• Work instructions: In the data, give back the stretch from the line containing "Every instance of the navy" through the line containing "<point>405,305</point>", changing "gets a single marker" to "receives one marker" and leaving everything else the same.
── Task material ──
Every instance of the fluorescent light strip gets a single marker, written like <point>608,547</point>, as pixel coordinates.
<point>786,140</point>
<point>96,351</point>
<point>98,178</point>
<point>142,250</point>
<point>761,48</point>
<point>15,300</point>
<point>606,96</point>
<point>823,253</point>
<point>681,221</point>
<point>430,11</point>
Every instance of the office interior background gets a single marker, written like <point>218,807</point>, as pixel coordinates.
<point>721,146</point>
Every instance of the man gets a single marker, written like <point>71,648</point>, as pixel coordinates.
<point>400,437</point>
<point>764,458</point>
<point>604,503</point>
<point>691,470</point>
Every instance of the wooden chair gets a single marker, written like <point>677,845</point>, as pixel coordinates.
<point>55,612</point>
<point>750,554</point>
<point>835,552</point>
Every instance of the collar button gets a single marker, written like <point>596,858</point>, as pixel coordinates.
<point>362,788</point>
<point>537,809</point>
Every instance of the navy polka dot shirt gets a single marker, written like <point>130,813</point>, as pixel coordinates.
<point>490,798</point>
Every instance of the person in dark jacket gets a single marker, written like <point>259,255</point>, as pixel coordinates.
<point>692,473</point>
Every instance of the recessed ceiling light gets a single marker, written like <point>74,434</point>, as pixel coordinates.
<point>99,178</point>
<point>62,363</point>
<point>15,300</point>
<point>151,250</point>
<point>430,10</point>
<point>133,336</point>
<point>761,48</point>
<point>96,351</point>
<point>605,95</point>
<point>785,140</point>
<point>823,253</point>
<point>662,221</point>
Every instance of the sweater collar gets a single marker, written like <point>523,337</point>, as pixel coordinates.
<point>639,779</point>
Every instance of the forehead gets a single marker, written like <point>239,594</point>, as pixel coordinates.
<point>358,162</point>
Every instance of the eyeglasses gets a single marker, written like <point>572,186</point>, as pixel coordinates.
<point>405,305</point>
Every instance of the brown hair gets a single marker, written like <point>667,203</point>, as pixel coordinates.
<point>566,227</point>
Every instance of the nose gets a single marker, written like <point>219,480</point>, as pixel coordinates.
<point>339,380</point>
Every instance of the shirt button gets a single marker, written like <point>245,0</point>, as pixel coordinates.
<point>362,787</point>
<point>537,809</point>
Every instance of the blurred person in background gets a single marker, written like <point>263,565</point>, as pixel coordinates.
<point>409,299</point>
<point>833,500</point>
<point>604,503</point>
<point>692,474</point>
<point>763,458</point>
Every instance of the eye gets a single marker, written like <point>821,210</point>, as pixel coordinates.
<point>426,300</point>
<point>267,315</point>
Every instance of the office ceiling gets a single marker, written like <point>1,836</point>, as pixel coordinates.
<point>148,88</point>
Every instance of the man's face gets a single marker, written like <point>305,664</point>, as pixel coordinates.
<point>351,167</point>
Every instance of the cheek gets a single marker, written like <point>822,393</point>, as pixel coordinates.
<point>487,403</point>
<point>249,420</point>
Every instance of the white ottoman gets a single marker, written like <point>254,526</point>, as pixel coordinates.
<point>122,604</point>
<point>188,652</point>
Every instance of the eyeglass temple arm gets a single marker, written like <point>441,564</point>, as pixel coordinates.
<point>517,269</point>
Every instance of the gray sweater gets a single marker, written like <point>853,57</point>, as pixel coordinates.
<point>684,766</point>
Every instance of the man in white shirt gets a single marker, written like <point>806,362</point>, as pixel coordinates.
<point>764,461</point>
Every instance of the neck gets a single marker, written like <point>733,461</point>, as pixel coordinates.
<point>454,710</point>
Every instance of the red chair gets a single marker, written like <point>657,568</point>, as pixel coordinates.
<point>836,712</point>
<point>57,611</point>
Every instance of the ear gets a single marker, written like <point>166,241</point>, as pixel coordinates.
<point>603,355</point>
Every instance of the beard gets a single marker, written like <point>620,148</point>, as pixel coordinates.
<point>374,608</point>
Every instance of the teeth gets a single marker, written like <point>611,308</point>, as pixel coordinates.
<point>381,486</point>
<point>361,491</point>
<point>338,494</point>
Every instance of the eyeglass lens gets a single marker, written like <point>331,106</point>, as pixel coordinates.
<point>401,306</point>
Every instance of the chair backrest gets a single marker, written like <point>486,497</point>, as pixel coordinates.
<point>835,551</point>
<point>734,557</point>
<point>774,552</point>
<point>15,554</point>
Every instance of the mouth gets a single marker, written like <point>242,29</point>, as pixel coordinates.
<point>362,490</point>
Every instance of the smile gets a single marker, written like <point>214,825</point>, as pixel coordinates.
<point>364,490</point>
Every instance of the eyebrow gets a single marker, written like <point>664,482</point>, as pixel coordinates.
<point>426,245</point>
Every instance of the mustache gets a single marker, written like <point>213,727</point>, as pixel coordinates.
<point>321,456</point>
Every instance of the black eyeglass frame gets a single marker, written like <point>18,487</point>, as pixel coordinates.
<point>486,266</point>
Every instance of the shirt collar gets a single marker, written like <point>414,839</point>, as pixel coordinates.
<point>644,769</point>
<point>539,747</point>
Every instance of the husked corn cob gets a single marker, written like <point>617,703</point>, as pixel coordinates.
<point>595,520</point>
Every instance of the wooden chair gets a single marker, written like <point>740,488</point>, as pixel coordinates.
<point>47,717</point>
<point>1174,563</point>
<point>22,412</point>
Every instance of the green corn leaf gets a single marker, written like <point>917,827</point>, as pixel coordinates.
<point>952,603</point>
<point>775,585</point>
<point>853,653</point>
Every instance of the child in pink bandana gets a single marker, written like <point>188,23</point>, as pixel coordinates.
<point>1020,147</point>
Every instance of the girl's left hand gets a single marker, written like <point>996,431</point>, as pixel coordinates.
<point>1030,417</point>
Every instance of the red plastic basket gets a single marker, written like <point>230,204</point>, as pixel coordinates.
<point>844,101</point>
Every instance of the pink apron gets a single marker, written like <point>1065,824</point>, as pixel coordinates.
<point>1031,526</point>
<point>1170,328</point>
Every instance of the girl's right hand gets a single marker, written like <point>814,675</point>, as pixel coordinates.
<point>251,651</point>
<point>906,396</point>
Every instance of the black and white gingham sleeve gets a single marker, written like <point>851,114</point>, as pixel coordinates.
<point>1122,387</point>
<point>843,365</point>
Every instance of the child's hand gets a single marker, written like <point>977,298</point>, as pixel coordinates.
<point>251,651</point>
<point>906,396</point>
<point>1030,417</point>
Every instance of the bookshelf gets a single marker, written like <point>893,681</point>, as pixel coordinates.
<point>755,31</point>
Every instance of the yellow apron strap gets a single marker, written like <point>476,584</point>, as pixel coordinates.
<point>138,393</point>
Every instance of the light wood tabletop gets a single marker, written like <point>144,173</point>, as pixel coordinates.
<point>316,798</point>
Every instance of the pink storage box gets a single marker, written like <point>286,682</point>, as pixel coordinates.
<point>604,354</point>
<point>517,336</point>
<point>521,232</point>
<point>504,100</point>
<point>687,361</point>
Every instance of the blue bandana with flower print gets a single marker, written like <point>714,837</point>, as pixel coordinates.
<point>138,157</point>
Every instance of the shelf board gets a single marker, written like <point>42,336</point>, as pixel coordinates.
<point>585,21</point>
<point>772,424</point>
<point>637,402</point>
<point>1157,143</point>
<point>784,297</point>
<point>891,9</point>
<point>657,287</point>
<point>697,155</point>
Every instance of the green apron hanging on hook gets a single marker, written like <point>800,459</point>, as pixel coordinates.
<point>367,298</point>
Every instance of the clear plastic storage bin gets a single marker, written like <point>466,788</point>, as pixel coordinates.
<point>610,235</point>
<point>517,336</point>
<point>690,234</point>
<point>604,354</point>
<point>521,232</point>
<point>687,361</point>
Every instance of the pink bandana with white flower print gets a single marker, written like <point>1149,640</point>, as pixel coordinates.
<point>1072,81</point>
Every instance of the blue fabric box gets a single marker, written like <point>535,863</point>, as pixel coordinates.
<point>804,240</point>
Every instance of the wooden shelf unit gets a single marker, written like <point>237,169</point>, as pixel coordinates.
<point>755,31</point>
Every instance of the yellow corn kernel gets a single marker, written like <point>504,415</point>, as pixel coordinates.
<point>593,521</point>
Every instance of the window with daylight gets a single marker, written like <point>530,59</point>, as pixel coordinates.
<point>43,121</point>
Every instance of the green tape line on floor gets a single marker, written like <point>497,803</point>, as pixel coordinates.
───
• Output for this exercise:
Every instance of the navy polka dot shirt receives one marker, written like <point>130,813</point>, as pixel coordinates.
<point>490,798</point>
Every instance of the person in dark jacket receives one marker, written like <point>259,255</point>, as pixel coordinates.
<point>692,473</point>
Every instance of the recessed ceiling light receives one marker, written like <point>74,434</point>, as pixel coordinates.
<point>99,178</point>
<point>62,363</point>
<point>15,300</point>
<point>151,250</point>
<point>430,10</point>
<point>133,336</point>
<point>761,48</point>
<point>96,351</point>
<point>605,95</point>
<point>785,140</point>
<point>823,253</point>
<point>662,221</point>
Every instance of the sweater collar receives one marker, written like <point>523,337</point>, as pixel coordinates.
<point>639,779</point>
Every instance of the forehead receives one marker, written like <point>239,594</point>, as pixel coordinates.
<point>358,162</point>
Every instance of the eyeglasses receives one marker, written like <point>572,186</point>, as pixel coordinates.
<point>405,305</point>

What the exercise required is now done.